Exercise instructions
Rewrite the listing below with every occurrence of "potted plant" changed to "houseplant", leaving everything else untouched.

Data rows

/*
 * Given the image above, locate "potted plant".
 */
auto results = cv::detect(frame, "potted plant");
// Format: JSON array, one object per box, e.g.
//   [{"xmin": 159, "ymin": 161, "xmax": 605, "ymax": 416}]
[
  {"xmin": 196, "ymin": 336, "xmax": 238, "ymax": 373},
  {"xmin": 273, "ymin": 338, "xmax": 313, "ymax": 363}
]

The solution
/*
 * Given the image above, locate "houseplant".
 */
auto results = cv::detect(frame, "houseplant");
// Format: JSON array, one object per box, e.g.
//   [{"xmin": 159, "ymin": 161, "xmax": 605, "ymax": 416}]
[
  {"xmin": 196, "ymin": 336, "xmax": 238, "ymax": 373},
  {"xmin": 273, "ymin": 338, "xmax": 313, "ymax": 363}
]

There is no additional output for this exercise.